Start Data provided

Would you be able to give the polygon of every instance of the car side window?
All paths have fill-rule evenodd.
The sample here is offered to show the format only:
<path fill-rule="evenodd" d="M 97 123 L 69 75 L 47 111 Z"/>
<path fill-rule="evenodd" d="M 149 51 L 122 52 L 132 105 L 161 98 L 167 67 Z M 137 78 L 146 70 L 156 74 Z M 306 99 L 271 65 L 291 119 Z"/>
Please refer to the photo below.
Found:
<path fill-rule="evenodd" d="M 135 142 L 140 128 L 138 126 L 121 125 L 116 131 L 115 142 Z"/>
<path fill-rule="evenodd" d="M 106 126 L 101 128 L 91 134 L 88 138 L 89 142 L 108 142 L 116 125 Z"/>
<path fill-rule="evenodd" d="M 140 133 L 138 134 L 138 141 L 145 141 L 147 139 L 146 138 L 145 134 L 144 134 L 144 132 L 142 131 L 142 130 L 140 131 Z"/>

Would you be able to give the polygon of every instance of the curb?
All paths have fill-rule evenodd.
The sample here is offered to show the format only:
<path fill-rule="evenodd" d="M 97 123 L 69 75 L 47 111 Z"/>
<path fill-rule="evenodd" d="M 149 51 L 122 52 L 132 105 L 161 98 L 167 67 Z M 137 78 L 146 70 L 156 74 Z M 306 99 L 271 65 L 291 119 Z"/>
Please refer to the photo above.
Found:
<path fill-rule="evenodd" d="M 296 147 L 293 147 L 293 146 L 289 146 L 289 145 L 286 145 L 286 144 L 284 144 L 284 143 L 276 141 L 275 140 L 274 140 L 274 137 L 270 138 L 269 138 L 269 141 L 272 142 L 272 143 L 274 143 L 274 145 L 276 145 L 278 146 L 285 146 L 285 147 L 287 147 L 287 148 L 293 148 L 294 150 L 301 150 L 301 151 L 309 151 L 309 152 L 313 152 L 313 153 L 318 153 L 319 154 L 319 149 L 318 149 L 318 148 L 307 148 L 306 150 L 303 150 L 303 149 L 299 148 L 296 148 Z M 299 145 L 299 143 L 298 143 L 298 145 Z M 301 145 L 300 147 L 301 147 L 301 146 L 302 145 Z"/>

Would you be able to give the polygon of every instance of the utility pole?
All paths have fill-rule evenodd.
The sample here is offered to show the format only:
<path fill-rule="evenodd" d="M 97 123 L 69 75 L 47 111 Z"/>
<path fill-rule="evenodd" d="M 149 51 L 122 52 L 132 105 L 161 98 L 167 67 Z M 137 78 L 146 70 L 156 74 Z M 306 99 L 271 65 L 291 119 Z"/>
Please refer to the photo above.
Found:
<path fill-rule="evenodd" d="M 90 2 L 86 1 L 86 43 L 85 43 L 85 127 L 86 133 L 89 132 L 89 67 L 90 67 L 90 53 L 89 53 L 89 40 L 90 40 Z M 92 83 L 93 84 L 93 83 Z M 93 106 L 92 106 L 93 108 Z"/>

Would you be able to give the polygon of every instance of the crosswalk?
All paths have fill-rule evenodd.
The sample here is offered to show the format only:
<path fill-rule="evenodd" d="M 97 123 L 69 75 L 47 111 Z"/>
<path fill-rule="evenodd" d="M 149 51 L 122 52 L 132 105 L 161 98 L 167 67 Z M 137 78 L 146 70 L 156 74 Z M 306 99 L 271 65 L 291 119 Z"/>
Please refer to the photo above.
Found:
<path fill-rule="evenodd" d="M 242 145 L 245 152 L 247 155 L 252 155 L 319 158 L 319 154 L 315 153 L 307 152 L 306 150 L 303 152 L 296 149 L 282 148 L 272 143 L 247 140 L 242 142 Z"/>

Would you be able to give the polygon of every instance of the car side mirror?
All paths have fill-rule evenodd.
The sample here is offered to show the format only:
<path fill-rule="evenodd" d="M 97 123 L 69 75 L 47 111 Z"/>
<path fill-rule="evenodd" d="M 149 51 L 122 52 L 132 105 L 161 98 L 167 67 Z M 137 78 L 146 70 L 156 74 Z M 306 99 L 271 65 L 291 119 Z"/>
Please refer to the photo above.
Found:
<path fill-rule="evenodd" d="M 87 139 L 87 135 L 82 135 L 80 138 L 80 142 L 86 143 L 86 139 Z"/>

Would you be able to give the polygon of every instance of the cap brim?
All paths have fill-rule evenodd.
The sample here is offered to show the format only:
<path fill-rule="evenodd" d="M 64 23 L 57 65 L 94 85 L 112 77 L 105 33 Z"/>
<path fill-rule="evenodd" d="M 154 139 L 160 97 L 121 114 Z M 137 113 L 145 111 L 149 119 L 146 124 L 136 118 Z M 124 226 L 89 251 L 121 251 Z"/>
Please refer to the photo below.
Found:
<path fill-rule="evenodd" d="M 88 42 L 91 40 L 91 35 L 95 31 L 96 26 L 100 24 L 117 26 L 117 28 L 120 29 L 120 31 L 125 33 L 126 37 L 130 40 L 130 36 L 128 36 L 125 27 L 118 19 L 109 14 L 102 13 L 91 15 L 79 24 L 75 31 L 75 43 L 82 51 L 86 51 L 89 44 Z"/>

End Data provided

* _The exercise_
Present every line of the material above as a Markdown table with the columns "Row" and "Line", numbering the rows in order and omitting blank lines.

* _Answer to this problem_
| Row | Line |
|---|---|
| 1 | Would you be able to give the polygon of every instance of the car side window? |
| 2 | All paths have fill-rule evenodd. |
| 3 | The sample here is offered to show the format only: |
| 4 | <path fill-rule="evenodd" d="M 97 123 L 69 75 L 47 111 Z"/> |
| 5 | <path fill-rule="evenodd" d="M 149 51 L 122 52 L 132 105 L 161 98 L 167 67 Z M 137 78 L 146 70 L 156 74 Z M 306 99 L 271 65 L 291 119 Z"/> |
| 6 | Please refer to the photo below. |
| 7 | Found: |
| 8 | <path fill-rule="evenodd" d="M 135 142 L 140 128 L 138 126 L 121 125 L 116 131 L 115 142 Z"/> |
| 9 | <path fill-rule="evenodd" d="M 106 126 L 101 128 L 91 134 L 88 138 L 89 142 L 108 142 L 116 125 Z"/> |
| 10 | <path fill-rule="evenodd" d="M 140 133 L 138 134 L 138 141 L 145 141 L 147 139 L 146 138 L 145 134 L 144 134 L 144 132 L 142 131 L 142 130 L 140 131 Z"/> |
| 11 | Would you be able to give the polygon of every instance of the curb? |
| 12 | All paths have fill-rule evenodd. |
| 13 | The sample here is offered to show the format only: |
| 14 | <path fill-rule="evenodd" d="M 97 123 L 69 75 L 47 111 Z"/> |
| 15 | <path fill-rule="evenodd" d="M 149 51 L 122 52 L 132 105 L 161 98 L 167 67 Z M 137 78 L 146 70 L 156 74 Z M 306 99 L 271 65 L 291 119 Z"/> |
| 16 | Please refer to the photo above. |
| 17 | Found: |
| 18 | <path fill-rule="evenodd" d="M 296 147 L 293 147 L 293 146 L 289 146 L 289 145 L 286 145 L 286 144 L 284 144 L 284 143 L 276 141 L 275 140 L 274 140 L 274 137 L 270 138 L 269 138 L 269 141 L 272 142 L 272 143 L 274 143 L 274 145 L 276 145 L 278 146 L 285 146 L 285 147 L 287 147 L 287 148 L 293 148 L 294 150 L 301 150 L 301 151 L 309 151 L 309 152 L 313 152 L 313 153 L 318 153 L 319 154 L 319 149 L 318 149 L 318 148 L 307 148 L 306 150 L 303 150 L 303 149 L 299 148 L 296 148 Z M 299 145 L 299 143 L 298 143 L 298 145 Z M 301 145 L 300 147 L 301 147 L 301 146 L 302 145 Z"/> |
| 19 | Would you be able to give the polygon of every instance of the utility pole? |
| 20 | All paths have fill-rule evenodd. |
| 21 | The sample here is offered to show the format only: |
| 22 | <path fill-rule="evenodd" d="M 97 123 L 69 75 L 47 111 Z"/> |
| 23 | <path fill-rule="evenodd" d="M 149 51 L 122 52 L 132 105 L 161 98 L 167 67 Z M 137 78 L 146 70 L 156 74 Z M 306 99 L 271 65 L 291 119 Z"/> |
| 24 | Please refer to the photo above. |
| 25 | Found: |
| 26 | <path fill-rule="evenodd" d="M 90 2 L 86 1 L 86 43 L 85 43 L 85 127 L 86 133 L 89 132 L 89 67 L 90 67 L 90 53 L 89 53 L 89 40 L 90 40 Z M 92 83 L 93 84 L 93 83 Z M 93 106 L 92 106 L 93 108 Z"/> |
| 27 | Would you be able to give the polygon of every instance of the crosswalk? |
| 28 | All paths have fill-rule evenodd. |
| 29 | The sample here is offered to show the format only: |
| 30 | <path fill-rule="evenodd" d="M 97 123 L 69 75 L 47 111 Z"/> |
| 31 | <path fill-rule="evenodd" d="M 149 51 L 122 52 L 132 105 L 161 98 L 167 67 Z M 137 78 L 146 70 L 156 74 Z M 306 99 L 271 65 L 291 119 Z"/> |
| 32 | Please refer to the photo above. |
| 33 | Found: |
| 34 | <path fill-rule="evenodd" d="M 242 145 L 245 152 L 247 155 L 252 155 L 319 158 L 319 154 L 315 153 L 307 152 L 306 150 L 303 152 L 296 149 L 282 148 L 272 143 L 247 140 L 242 142 Z"/> |
| 35 | Would you be able to give the polygon of every instance of the car side mirror? |
| 36 | All paths have fill-rule evenodd. |
| 37 | The sample here is offered to show the format only: |
| 38 | <path fill-rule="evenodd" d="M 97 123 L 69 75 L 47 111 Z"/> |
| 39 | <path fill-rule="evenodd" d="M 149 51 L 122 52 L 132 105 L 161 98 L 167 67 Z M 137 78 L 146 70 L 156 74 Z M 306 99 L 271 65 L 291 119 Z"/> |
| 40 | Please refer to the photo above. |
| 41 | Found: |
| 42 | <path fill-rule="evenodd" d="M 87 139 L 87 135 L 82 135 L 80 138 L 80 142 L 86 143 L 86 139 Z"/> |
| 43 | Would you be able to give the polygon of every instance of the cap brim? |
| 44 | All paths have fill-rule evenodd. |
| 45 | The sample here is offered to show the format only: |
| 46 | <path fill-rule="evenodd" d="M 64 23 L 57 65 L 94 85 L 112 77 L 105 33 Z"/> |
| 47 | <path fill-rule="evenodd" d="M 154 139 L 160 97 L 121 114 Z M 137 113 L 145 111 L 149 119 L 146 124 L 136 118 Z M 124 226 L 89 251 L 121 251 Z"/> |
| 48 | Please refer to the photo below. |
| 49 | Found: |
| 50 | <path fill-rule="evenodd" d="M 88 42 L 91 40 L 91 35 L 95 31 L 96 26 L 100 24 L 117 26 L 117 28 L 120 29 L 120 31 L 125 33 L 126 37 L 130 40 L 130 36 L 128 36 L 125 27 L 118 19 L 109 14 L 102 13 L 91 15 L 79 24 L 75 31 L 75 43 L 82 51 L 86 51 L 89 44 Z"/> |